▸ What you have to do: In the entries below, find the lines that include "carved" and give their number as the whole reply.

(Data excerpts)
[Start of Attachment]

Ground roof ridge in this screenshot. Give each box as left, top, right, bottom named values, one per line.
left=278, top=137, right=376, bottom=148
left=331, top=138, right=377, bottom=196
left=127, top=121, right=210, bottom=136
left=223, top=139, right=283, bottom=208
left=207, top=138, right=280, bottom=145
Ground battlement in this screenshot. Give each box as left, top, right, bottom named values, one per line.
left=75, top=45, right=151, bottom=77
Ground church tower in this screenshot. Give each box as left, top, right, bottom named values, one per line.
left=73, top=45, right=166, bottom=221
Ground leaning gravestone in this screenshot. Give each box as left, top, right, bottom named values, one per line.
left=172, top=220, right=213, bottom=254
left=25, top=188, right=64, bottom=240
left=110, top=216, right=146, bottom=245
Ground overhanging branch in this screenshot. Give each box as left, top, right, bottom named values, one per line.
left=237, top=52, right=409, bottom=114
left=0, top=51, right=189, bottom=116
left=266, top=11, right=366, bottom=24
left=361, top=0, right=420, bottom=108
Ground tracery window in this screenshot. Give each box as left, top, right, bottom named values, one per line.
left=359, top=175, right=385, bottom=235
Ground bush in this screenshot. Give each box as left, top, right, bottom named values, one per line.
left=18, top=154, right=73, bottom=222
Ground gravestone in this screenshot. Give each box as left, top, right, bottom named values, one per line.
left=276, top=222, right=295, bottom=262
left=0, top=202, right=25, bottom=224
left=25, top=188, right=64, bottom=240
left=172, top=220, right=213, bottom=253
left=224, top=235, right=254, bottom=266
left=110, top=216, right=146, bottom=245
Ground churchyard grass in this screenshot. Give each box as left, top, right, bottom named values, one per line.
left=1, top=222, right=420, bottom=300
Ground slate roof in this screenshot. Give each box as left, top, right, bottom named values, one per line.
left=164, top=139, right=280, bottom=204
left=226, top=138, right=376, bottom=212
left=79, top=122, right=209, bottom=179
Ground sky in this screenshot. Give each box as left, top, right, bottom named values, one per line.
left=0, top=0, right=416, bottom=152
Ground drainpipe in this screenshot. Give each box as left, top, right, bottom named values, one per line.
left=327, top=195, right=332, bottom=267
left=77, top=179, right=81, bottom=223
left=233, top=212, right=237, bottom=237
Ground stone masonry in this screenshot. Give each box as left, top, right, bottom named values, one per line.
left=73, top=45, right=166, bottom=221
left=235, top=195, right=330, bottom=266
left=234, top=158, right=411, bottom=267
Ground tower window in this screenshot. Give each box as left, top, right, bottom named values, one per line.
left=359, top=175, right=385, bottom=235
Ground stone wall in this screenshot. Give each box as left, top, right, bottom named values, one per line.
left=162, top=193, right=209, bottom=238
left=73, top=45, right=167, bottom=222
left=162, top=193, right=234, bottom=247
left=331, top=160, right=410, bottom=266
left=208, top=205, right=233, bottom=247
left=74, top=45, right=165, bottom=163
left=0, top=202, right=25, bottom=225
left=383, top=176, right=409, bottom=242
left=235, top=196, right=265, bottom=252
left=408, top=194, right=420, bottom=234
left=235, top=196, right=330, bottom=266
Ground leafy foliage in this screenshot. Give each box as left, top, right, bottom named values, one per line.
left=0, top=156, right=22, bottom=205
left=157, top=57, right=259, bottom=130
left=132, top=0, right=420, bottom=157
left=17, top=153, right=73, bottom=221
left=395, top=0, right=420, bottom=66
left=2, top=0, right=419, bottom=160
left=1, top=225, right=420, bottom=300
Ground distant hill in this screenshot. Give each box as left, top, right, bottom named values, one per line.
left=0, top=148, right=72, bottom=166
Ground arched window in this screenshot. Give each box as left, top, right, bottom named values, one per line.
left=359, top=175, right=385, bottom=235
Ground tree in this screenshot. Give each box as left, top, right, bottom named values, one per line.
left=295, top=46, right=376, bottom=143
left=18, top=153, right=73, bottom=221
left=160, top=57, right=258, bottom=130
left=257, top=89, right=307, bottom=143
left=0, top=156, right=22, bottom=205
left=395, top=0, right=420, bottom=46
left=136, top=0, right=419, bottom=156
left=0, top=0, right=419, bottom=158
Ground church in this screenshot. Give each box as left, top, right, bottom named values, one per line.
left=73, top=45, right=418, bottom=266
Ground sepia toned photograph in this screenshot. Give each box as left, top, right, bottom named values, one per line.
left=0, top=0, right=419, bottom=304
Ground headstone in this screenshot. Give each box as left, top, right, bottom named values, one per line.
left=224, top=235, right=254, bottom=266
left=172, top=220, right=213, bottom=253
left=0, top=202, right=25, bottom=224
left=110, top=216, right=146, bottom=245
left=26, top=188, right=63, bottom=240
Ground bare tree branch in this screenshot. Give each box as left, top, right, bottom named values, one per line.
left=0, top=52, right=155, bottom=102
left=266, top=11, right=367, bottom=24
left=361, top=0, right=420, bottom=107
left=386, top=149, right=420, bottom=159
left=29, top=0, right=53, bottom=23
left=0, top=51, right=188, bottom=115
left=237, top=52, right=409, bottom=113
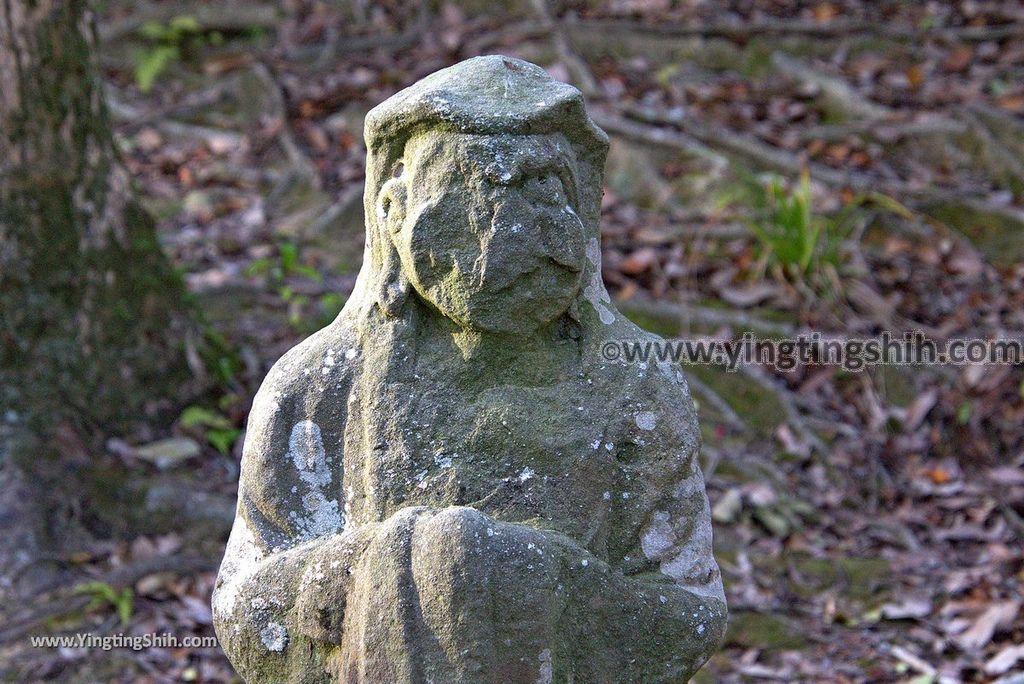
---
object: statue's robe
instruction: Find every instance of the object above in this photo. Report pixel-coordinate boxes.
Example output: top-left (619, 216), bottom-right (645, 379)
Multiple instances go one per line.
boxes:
top-left (213, 299), bottom-right (726, 683)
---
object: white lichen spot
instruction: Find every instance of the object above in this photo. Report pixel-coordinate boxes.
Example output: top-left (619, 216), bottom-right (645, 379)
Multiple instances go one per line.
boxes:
top-left (591, 439), bottom-right (601, 450)
top-left (518, 467), bottom-right (535, 482)
top-left (287, 421), bottom-right (343, 542)
top-left (260, 622), bottom-right (288, 652)
top-left (345, 348), bottom-right (357, 360)
top-left (602, 491), bottom-right (611, 500)
top-left (672, 465), bottom-right (703, 501)
top-left (581, 559), bottom-right (588, 567)
top-left (656, 360), bottom-right (677, 382)
top-left (582, 239), bottom-right (615, 324)
top-left (536, 648), bottom-right (553, 684)
top-left (635, 411), bottom-right (658, 431)
top-left (641, 511), bottom-right (676, 561)
top-left (212, 517), bottom-right (264, 617)
top-left (658, 480), bottom-right (726, 602)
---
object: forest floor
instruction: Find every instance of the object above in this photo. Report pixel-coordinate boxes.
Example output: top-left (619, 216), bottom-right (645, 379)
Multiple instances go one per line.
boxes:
top-left (4, 1), bottom-right (1024, 682)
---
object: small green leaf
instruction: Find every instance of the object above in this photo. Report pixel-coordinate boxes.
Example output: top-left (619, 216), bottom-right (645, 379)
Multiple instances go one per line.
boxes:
top-left (73, 582), bottom-right (133, 624)
top-left (990, 78), bottom-right (1009, 98)
top-left (861, 607), bottom-right (883, 623)
top-left (279, 242), bottom-right (299, 272)
top-left (137, 20), bottom-right (167, 41)
top-left (168, 15), bottom-right (201, 35)
top-left (207, 427), bottom-right (241, 455)
top-left (180, 405), bottom-right (232, 430)
top-left (134, 45), bottom-right (179, 94)
top-left (294, 264), bottom-right (323, 282)
top-left (246, 257), bottom-right (272, 277)
top-left (116, 589), bottom-right (134, 625)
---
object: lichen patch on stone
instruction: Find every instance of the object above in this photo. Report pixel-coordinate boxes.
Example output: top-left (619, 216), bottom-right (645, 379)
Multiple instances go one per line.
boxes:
top-left (641, 510), bottom-right (675, 560)
top-left (259, 622), bottom-right (288, 652)
top-left (635, 410), bottom-right (658, 431)
top-left (211, 516), bottom-right (264, 618)
top-left (536, 648), bottom-right (553, 684)
top-left (286, 421), bottom-right (343, 541)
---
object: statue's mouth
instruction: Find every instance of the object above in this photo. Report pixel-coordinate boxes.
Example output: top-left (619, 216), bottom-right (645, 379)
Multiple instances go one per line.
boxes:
top-left (474, 253), bottom-right (582, 303)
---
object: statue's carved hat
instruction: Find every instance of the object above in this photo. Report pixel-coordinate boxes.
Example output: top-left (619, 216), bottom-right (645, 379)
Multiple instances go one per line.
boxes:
top-left (364, 55), bottom-right (608, 157)
top-left (363, 56), bottom-right (608, 221)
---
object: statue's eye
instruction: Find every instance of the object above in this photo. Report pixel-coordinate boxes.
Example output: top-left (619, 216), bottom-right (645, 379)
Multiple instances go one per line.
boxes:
top-left (484, 162), bottom-right (515, 186)
top-left (523, 171), bottom-right (564, 204)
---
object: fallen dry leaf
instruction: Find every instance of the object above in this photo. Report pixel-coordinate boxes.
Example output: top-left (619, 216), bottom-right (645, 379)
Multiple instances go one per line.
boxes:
top-left (987, 466), bottom-right (1024, 486)
top-left (903, 389), bottom-right (938, 432)
top-left (996, 93), bottom-right (1024, 113)
top-left (620, 247), bottom-right (659, 275)
top-left (955, 600), bottom-right (1020, 651)
top-left (927, 467), bottom-right (953, 485)
top-left (943, 46), bottom-right (973, 72)
top-left (717, 282), bottom-right (781, 308)
top-left (985, 644), bottom-right (1024, 676)
top-left (881, 597), bottom-right (932, 620)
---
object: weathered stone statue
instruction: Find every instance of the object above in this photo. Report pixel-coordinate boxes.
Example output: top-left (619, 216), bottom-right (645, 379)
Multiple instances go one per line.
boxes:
top-left (213, 55), bottom-right (726, 683)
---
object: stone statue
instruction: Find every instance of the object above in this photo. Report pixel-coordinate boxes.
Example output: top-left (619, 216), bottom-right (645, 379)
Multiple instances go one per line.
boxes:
top-left (213, 55), bottom-right (726, 683)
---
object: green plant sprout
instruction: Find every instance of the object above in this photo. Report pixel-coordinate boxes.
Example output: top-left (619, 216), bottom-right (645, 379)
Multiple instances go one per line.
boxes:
top-left (74, 582), bottom-right (134, 625)
top-left (133, 16), bottom-right (223, 93)
top-left (179, 405), bottom-right (241, 455)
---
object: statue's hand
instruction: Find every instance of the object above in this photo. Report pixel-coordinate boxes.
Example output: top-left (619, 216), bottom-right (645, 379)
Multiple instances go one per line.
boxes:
top-left (293, 528), bottom-right (374, 646)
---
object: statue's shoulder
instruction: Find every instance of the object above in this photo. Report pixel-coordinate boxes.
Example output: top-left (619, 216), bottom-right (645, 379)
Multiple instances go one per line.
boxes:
top-left (243, 320), bottom-right (360, 467)
top-left (585, 311), bottom-right (699, 433)
top-left (585, 311), bottom-right (680, 384)
top-left (236, 319), bottom-right (359, 548)
top-left (257, 321), bottom-right (358, 400)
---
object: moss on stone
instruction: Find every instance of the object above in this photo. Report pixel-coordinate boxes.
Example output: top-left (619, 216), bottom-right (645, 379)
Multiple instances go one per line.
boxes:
top-left (726, 611), bottom-right (806, 650)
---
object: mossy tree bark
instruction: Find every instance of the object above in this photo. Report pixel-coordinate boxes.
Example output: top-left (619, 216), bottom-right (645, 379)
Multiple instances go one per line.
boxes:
top-left (0, 0), bottom-right (203, 593)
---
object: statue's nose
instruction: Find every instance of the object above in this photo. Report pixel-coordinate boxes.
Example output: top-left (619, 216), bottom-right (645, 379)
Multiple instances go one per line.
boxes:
top-left (479, 199), bottom-right (583, 287)
top-left (488, 195), bottom-right (537, 240)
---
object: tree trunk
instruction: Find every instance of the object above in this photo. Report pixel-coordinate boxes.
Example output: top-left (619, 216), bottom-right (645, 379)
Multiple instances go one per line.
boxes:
top-left (0, 0), bottom-right (203, 594)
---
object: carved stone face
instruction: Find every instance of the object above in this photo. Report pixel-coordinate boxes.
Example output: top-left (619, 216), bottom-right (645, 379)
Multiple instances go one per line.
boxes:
top-left (380, 131), bottom-right (587, 333)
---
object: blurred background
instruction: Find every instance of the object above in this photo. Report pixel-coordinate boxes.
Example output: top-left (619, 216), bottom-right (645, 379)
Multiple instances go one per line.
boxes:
top-left (2, 1), bottom-right (1023, 682)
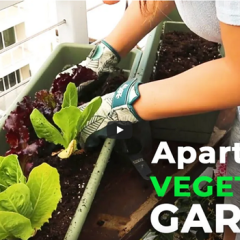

[End of Attachment]

▸ Written answer: 2